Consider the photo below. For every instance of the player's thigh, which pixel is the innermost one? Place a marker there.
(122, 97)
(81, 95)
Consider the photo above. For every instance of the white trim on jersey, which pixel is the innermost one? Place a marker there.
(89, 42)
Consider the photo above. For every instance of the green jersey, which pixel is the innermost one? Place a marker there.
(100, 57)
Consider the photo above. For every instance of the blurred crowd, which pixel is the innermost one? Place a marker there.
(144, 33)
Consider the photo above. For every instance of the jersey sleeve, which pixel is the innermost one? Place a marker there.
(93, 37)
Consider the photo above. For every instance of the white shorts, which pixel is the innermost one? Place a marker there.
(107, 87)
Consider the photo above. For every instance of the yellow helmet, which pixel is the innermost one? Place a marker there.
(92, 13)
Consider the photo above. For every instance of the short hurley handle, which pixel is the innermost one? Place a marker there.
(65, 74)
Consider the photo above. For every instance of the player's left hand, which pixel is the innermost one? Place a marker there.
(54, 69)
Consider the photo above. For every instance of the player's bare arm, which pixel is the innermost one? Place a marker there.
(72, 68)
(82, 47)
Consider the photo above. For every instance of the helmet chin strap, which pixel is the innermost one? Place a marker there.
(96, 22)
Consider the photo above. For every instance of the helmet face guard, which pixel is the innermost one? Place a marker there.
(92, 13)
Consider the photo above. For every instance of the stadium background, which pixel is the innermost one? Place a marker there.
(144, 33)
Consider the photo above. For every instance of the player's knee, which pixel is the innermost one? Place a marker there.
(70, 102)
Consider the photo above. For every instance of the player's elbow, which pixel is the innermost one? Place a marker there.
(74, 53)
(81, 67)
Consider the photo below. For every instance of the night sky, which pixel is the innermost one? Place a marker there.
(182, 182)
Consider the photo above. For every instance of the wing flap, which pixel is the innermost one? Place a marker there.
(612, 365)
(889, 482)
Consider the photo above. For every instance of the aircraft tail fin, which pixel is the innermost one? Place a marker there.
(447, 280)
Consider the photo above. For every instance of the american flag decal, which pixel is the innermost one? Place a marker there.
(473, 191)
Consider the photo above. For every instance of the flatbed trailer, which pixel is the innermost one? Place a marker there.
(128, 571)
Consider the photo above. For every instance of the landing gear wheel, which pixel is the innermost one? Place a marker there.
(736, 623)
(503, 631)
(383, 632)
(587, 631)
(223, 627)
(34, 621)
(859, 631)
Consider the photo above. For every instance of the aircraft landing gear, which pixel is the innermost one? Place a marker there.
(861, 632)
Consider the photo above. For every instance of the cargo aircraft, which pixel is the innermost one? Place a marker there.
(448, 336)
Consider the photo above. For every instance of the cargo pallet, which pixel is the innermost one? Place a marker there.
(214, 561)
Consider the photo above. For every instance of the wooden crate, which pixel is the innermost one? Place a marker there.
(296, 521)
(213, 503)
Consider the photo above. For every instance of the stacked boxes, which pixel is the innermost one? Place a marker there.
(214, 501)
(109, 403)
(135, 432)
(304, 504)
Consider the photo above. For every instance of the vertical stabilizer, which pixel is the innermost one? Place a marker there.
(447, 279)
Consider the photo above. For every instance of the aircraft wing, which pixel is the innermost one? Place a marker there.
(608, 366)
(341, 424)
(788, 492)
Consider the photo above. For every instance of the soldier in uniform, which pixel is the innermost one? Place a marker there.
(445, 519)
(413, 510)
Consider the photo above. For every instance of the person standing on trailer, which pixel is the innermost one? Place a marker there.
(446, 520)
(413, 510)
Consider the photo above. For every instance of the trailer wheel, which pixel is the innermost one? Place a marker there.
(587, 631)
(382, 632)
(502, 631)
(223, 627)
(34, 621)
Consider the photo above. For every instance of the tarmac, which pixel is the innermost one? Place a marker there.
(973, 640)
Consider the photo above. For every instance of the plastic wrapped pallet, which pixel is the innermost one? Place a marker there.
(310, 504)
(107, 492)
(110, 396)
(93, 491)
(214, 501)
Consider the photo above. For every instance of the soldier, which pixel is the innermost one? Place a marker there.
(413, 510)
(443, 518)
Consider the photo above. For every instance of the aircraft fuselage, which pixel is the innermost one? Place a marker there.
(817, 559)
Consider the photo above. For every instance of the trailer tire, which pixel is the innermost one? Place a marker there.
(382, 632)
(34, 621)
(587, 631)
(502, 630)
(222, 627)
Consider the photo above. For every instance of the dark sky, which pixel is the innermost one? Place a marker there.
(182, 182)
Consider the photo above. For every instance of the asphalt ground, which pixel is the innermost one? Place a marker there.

===

Goal =>
Could you copy every line above, word for word and without changes?

Full response =>
Consider the photo below. For every instance of the player's thigh, which pixel is the innermost one? Place a marker there.
(122, 97)
(81, 95)
Consider the photo above. For every instance of the white trim on jersey, which pixel is the innermost one? Place a marker there.
(89, 42)
Consider the photo above. For every instance of the green jersey, which pixel is the innermost one? Place a marker there.
(100, 57)
Consider the photo above. For every instance of the blurred crowd, which pixel is the innermost one? Place a marker there.
(144, 33)
Consider the photo above. For every instance of the jersey sleeve, which pixel is the innermost one? Place a marker there.
(93, 37)
Consider the photo above. For every instance of the white shorts, which pixel is the innermost one? Place a marker there.
(107, 87)
Consider the photo above. For every instance of the yellow helmet, which pixel is the innermost one? Place a marker there.
(92, 13)
Consider the photo above. For every instance of the short hurley handle, which pixel is the innermost one? Place a marker there.
(65, 74)
Consider the photo above. For every instance of the player's left hand, which pixel is the innermost one? Place a marker there.
(54, 69)
Consider the photo above. For every instance of the player's bare arm, which pixel is the innermost one? Place a marker there.
(72, 68)
(82, 47)
Consider the photo above. For every instance of the helmet chin strap, which pixel is the innermost one? Place a marker there.
(96, 22)
Consider the photo above. For every instance of the helmet face guard, which pixel is the innermost one? Place a marker there.
(92, 13)
Consider the photo above. For every instance of the stadium background, which pixel is the innermost one? Place a marker there.
(144, 33)
Consider the photo above. For every instance of the player's knee, which pixel is the innermost one? Place a marker there.
(70, 102)
Consider the photo above. For every instance of the player's elbow, which pixel is the innermost one? Place a marker there.
(74, 53)
(81, 67)
Consider the photo below. For every instance of the night sky, which pixel is the innermost one? Place a marker there.
(182, 182)
Consider the photo above. For every instance of the wing flap, which pixel is the innermost one? Place a marker there.
(612, 365)
(889, 482)
Consider the photo above. For every instance of the aircraft tail fin, which pixel is the innermost one? Place a marker there.
(447, 280)
Consider the photo above. For every instance of the american flag decal, which pixel is the innermost one? Place a marker there.
(473, 191)
Consider the photo above. For every instance of the flatbed trailer, which pixel is the innermost one? Place a marker there.
(128, 571)
Consider the photo above. For every instance of the landing gear wheel, which pixel is the innermost one? Place a marker there.
(736, 623)
(503, 631)
(383, 632)
(587, 631)
(223, 627)
(34, 621)
(859, 631)
Consider the photo above. For every instance of the aircraft landing gear, which pixel is the innermost one? Place a marker there.
(861, 632)
Consider the photo above. For every instance of the cargo aircraft, which pixel is the innermost one? Place a marker there.
(448, 336)
Consider the photo above. For every instance of the cargo pallet, which pixel is the innermost one? Place a marker there.
(214, 561)
Consider the photo above. For every instance of the wooden crate, which pixel is the innermost one? Place a marker there.
(296, 521)
(213, 503)
Consider the photo above. For every instance of the stacked boxes, which pixel is the innermost one? Place a marker there.
(214, 501)
(109, 403)
(135, 432)
(304, 504)
Consider the photo above. For every instance of the vertical stabilizer, which pixel is the innermost one? Place a marker there.
(447, 279)
Consider the photo above. For every instance of the aircraft wing, which pixel is the innermost one? Place a marker there.
(608, 366)
(341, 424)
(788, 492)
Consider the photo above. For every instance of the soldier in uniform, which pixel is the innermost one? Place a marker there.
(445, 519)
(413, 510)
Consider the photo above. For every instance of the person standing on trailer, which pixel is the innermost one? Place a marker there.
(446, 520)
(413, 510)
Consider the photo above. For every instance of the trailer wheel, which pixel is the innermost one? Place a marker there.
(587, 631)
(382, 632)
(502, 631)
(223, 627)
(34, 621)
Consider the photo above. For every instance of the tarmac, which pixel is the innermost one? Place a marker there.
(973, 640)
Consider the photo above. For every instance of the plastic wrapped pallet, which pixel is the innermost one? Place a marker there.
(310, 504)
(107, 492)
(110, 396)
(93, 491)
(214, 501)
Consider the photo above. For every instance of the soldier, which pixel is the innermost one? Place a marker there.
(413, 510)
(443, 518)
Consider the photo above. For every instance of the aircraft fuselage, which pixel is the innermost one? Place a marker there.
(817, 559)
Consider the photo above. For every instance of the trailer tire, which pixel is the innermost one? Place a marker there.
(382, 632)
(34, 621)
(587, 631)
(502, 630)
(222, 627)
Consider the photo above. For every instance of the dark sky, which pixel is the innermost one? Place a marker there.
(182, 182)
Consider the photo above. For every instance of the asphalt ground, which pixel is the innermost one? Place a marker there.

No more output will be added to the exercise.